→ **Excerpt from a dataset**

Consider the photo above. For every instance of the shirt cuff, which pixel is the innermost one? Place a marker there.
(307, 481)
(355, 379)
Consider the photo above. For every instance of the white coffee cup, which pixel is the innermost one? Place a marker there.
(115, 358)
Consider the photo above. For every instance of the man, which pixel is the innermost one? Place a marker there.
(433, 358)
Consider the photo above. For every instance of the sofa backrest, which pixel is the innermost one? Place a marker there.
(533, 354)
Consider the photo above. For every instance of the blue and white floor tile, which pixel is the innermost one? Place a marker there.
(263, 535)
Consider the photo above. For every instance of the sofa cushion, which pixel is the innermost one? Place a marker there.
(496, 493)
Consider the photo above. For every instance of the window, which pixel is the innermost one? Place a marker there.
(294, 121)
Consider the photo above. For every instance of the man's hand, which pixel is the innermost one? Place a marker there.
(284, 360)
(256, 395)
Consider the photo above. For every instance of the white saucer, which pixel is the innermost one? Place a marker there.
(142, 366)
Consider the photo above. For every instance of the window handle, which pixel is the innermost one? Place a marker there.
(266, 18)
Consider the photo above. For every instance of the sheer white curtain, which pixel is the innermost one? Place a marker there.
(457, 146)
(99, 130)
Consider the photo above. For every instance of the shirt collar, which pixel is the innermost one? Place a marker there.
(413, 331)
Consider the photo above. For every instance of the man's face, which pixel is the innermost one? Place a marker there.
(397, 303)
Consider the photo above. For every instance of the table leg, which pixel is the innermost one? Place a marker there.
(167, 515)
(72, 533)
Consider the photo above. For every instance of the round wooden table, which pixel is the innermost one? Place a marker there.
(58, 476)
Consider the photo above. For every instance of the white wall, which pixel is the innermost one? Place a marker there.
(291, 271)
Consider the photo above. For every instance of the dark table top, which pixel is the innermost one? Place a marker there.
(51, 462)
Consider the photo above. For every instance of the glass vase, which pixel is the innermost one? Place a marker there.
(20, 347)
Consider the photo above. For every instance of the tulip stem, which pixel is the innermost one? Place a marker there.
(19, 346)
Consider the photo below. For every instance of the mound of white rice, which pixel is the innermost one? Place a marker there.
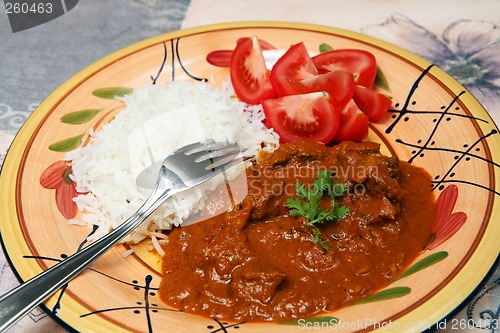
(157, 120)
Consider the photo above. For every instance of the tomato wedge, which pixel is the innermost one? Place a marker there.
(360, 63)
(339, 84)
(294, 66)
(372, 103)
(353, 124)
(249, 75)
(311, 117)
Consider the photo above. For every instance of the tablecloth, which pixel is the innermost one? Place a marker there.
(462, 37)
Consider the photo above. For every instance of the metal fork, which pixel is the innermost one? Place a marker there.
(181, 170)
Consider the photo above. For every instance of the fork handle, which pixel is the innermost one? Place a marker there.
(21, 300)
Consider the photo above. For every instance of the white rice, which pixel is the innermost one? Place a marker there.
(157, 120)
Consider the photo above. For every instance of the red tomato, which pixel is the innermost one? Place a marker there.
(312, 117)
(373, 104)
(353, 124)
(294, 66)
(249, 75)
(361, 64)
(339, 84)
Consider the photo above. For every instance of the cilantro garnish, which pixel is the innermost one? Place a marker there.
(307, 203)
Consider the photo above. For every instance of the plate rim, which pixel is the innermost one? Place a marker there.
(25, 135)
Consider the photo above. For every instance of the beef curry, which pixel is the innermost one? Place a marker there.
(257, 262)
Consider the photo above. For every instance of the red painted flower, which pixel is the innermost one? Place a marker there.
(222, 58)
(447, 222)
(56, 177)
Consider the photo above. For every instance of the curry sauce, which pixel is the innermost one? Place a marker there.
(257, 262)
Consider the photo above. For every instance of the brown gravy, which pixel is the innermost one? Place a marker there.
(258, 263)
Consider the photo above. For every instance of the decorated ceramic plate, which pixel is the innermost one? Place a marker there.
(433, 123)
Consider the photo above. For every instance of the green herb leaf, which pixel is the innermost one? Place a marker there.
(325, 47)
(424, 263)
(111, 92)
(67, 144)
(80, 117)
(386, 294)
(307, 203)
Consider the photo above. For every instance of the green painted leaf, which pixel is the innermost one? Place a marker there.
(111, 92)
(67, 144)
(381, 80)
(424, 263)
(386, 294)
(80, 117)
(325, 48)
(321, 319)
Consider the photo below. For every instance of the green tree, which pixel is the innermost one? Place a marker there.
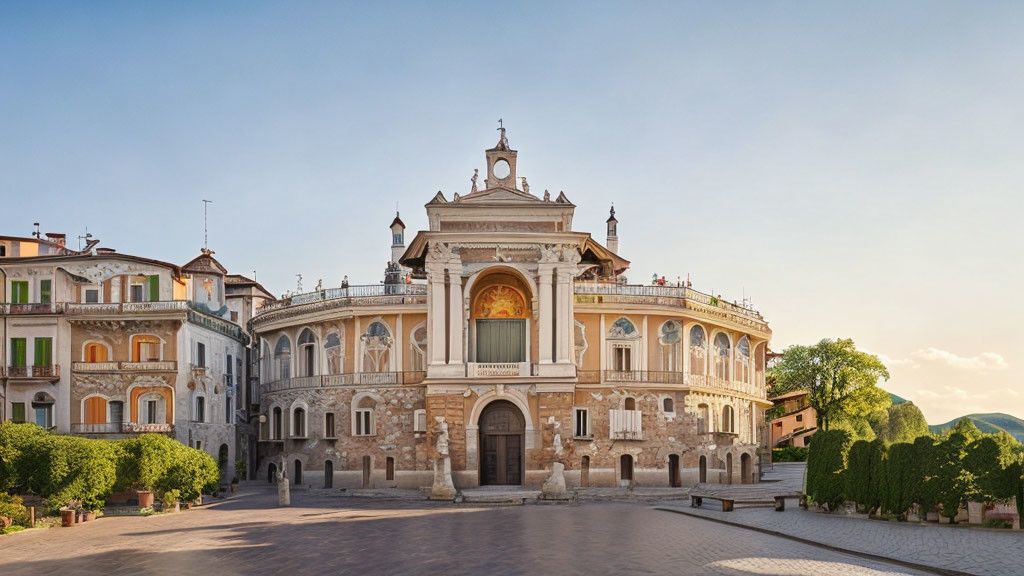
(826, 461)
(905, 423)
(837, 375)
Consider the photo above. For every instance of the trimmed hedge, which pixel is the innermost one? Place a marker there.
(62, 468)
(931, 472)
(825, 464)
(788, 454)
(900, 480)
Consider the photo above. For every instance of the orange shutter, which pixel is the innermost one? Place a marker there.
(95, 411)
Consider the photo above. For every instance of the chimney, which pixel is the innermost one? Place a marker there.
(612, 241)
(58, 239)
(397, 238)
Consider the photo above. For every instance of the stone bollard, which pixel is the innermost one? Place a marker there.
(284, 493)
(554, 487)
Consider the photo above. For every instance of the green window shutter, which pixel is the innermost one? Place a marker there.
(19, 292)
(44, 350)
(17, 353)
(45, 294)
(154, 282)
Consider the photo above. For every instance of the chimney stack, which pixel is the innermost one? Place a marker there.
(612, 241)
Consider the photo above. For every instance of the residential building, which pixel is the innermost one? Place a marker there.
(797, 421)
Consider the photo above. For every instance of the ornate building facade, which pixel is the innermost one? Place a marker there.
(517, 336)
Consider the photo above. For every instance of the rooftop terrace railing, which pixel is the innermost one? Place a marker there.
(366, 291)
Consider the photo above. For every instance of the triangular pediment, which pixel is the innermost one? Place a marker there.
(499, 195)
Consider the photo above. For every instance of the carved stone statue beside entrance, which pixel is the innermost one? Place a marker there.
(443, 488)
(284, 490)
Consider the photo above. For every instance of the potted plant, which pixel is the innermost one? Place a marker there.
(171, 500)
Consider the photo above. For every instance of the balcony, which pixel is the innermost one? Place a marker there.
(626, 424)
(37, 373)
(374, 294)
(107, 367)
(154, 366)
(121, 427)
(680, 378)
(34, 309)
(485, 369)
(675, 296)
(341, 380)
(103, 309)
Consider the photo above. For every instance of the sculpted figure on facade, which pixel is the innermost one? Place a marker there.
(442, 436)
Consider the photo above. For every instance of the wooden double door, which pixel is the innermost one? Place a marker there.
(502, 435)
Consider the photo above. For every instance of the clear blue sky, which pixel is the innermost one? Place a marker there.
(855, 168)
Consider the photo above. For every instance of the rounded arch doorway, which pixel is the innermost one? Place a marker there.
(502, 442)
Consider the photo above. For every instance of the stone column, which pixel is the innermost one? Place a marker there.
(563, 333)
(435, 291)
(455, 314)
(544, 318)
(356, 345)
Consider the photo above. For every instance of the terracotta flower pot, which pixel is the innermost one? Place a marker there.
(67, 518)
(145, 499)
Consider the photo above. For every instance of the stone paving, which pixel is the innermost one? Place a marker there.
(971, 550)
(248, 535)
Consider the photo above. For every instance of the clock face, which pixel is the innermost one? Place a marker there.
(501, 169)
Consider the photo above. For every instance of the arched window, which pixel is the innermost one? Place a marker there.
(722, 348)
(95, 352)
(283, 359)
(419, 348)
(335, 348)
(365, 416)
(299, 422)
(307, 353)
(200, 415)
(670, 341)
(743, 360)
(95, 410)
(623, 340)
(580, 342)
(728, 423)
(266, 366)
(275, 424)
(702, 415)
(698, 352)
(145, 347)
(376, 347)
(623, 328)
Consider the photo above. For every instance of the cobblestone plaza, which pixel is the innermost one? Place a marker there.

→ **PROBLEM**
Without the pictures, write out the whole listing above exactly as it appears.

→ **FULL SOLUTION**
Consider the photo above. For every instance of the shirt cuff, which pixel is the innermost one? Place a marker there.
(307, 481)
(355, 379)
Consider the photo above. For every instance of the white coffee cup, which pixel is the innermost one? Place a marker there.
(115, 358)
Consider the photo above. For every instance of the man, which pixel is the innermost one? Place a marker there.
(433, 358)
Consider the photo above. For every instance of the sofa backrest, which pixel is the innermost one? Place a marker there.
(533, 354)
Consider the photo above. For every instance of the blue and white floor tile, which pixel is the innermost one? Place a marker there.
(263, 535)
Consider the photo above. For every instance of the sofa cushion, which pixel is the innermost one? Place a marker there.
(496, 493)
Consider the photo above. For every instance of the window, which pixel is the innermost one? Place a marker there.
(294, 121)
Consider the photo above. For every instance of the man's hand, which pixel is the innermost one? Place a marker there.
(284, 360)
(256, 395)
Consider the photo above. For every instance of the white saucer, which pixel is the innermost one? Place a marker there.
(142, 366)
Consider the photo above. For every instance of the window handle, which pixel is the innermost one? Place a marker there.
(266, 18)
Consider the photo above. For every instance of the sheer white curtain, which pixel is the innermost one? Place a marker there.
(457, 146)
(99, 130)
Consider the photo above. For every instance of the shirt collar, which pixel is the innermost one? Place a marker there.
(413, 331)
Consider the photo above. For every instance of the man's face, which pixel is the innermost one? Place a marker there.
(397, 303)
Consider the photo above. For every instance of the table leg, which pixel is the innermost one? Place a marker there.
(167, 515)
(72, 533)
Consider the photo above. For every instance of the round wooden table, which pixel is the innermost one? Place a marker there.
(58, 476)
Consider the photo above. For every instance of the white wall, which pixel is the innermost one? Place a marker there.
(291, 271)
Consider the photo above. For every instance of the dark table top, which pixel is the innermost one? Place a marker there.
(51, 462)
Consider the photo above. For every instance of the glass vase, which pixel is the innermost one? Place a marker there.
(20, 347)
Consider the photo above. For every instance of the tulip stem, which pixel is the innermost one? Place a marker there.
(19, 346)
Consider the photo below. For every instance of the mound of white rice, which pixel is the innermost one? Place a marker there.
(157, 120)
Consider the photo above. For every instance of the tomato wedge, which pixel is the innermost one? Place a marker there.
(360, 63)
(339, 84)
(294, 66)
(372, 103)
(353, 124)
(249, 75)
(311, 117)
Consider the photo above. For every instance of the tablecloth, which pixel is the innermost one? Place a marker there.
(462, 37)
Consider the photo above. For every instance of the metal fork, which pixel is the innermost one? Place a marker there.
(181, 170)
Consider the photo above. For every instance of the fork handle, which pixel is the innermost one? Place a marker there.
(21, 300)
Consider the photo above. For every instance of the white rice, which pixel is the innermost one? Place a marker there.
(157, 120)
Consider the photo above. For every instance of the red tomato, which pixel is the innermost one? Place a marker there.
(312, 117)
(373, 104)
(353, 124)
(294, 66)
(249, 75)
(361, 64)
(339, 84)
Consider the photo above. For every instance of the cilantro garnish, which pixel is the innermost one? Place a marker there.
(307, 203)
Consider the photo above. For every instance of the plate rim, which pixel is the innermost one? Place a marker there.
(25, 135)
Consider the photo above. For every instance of the beef curry, which pixel is the innermost one? Place a marker there.
(257, 262)
Consider the photo above. For every instance of the red painted flower, which pixel is the innermost one? Place a marker there.
(222, 58)
(447, 222)
(56, 177)
Consider the photo above. For every instance of the curry sauce, which pixel is the innermost one? Place a marker there.
(257, 262)
Consider the photo above. For every instance of the brown gravy, which pixel is the innermost one? Place a marker there.
(258, 263)
Consider the photo above. For every instance of the decorated ceramic plate, which pixel is the innermost one? Place a marker there.
(433, 123)
Consider the photo above. For every instance of the green herb leaf, which pixel is the innermost one? Place a marker there.
(325, 47)
(424, 263)
(111, 92)
(67, 144)
(80, 117)
(386, 294)
(307, 203)
Consider the photo above. For every instance of the green painted leaf, which pixel is the innermost one? Place a marker there.
(111, 92)
(67, 144)
(381, 80)
(424, 263)
(386, 294)
(80, 117)
(325, 48)
(321, 319)
Consider the photo below. For every instance of the green tree, which pixel is the innermost one? Place a marker there.
(826, 461)
(905, 423)
(837, 375)
Consider the photo above. For every instance of the trimmed hedge, which pixel is the innermost one? Place a marker there.
(62, 468)
(931, 472)
(825, 464)
(788, 454)
(900, 480)
Consider the photo above. For every instance of the orange shutter, which pixel is the innermost one? Place a marker there.
(95, 411)
Consider the photo above. For every instance of the chimney, which pixel is the innermost one? Place a marker there.
(612, 241)
(58, 239)
(397, 238)
Consider the photo above. For every instance of the stone bollard, which pixel is the innermost one? Place a marker there.
(284, 493)
(554, 487)
Consider the photo above. For every instance of the green window shutter, which pixel is the innermost one? Place a marker there.
(19, 292)
(44, 350)
(17, 353)
(45, 294)
(154, 282)
Consider the photo above. For every instance of the chimney stack, which pixel is the innermost one? Place a marker there.
(612, 241)
Consider the photo above. For every instance of the residential building, which pixel is the innermost one? Place a marker there.
(797, 421)
Consider the photo above. For every instance of the ornate building facade, which pixel is the innermost one? Place a marker there.
(517, 336)
Consider the photo above. For every instance of the rooftop terrace railing, which pixel is the innermost one? Place a marker there.
(366, 291)
Consider the photo above. For every instance of the triangular pediment, which pixel is the innermost one? Place a marker there.
(499, 195)
Consider the photo above. For every instance of the carved stone statue beside entrance, which pixel is the innermost one? Place a marker there.
(443, 488)
(284, 490)
Consider the photo above. For every instance of the potted plant, which pixel is the innermost one? Place a marker there.
(171, 500)
Consider the photo above. For every instance of the balcony, which pixel is the innermost one? Place a marker there.
(626, 424)
(37, 373)
(374, 294)
(107, 367)
(154, 366)
(121, 427)
(680, 378)
(34, 309)
(485, 369)
(675, 296)
(341, 380)
(103, 309)
Consider the photo above. For every instance of the sculpted figure on facade, which pixel is the innermost one? Place a marker there.
(442, 436)
Consider the photo above. For every instance of the wooden double door, which pixel is the innermost one? Place a marker there.
(502, 435)
Consider the photo above. For every instance of the clear blue sky, which pixel is the innermost one? Place a marker there.
(855, 168)
Consider the photo above. For every instance of the rounded arch doorway, which pixel is the innermost one? Place a marker there.
(502, 442)
Consider the photo above. For every instance of the stone column, which pixel is the innermost one? Place a marker there.
(563, 333)
(435, 291)
(455, 314)
(544, 318)
(356, 345)
Consider the photo above. For every instance of the terracotta flower pot, which pixel is the innermost one? Place a marker there.
(67, 518)
(145, 499)
Consider the photo above. For every instance of the stone paving, which pixel is the innermost one? Place a marker there.
(971, 550)
(248, 535)
Consider the photo above. For every instance of the clock face, which pixel is the innermost one? Place a marker there.
(501, 169)
Consider the photo above. For every instance of the arched window, which pixel is the innermost one? Place a marker there.
(722, 348)
(95, 352)
(283, 359)
(419, 348)
(335, 348)
(365, 416)
(299, 422)
(307, 353)
(200, 415)
(670, 341)
(743, 360)
(95, 410)
(623, 340)
(580, 342)
(728, 423)
(266, 366)
(275, 424)
(702, 415)
(698, 352)
(145, 347)
(376, 347)
(623, 328)
Consider the photo above. For every instance of the cobblestone plaza, which pixel is the innermost one? Place a marker there.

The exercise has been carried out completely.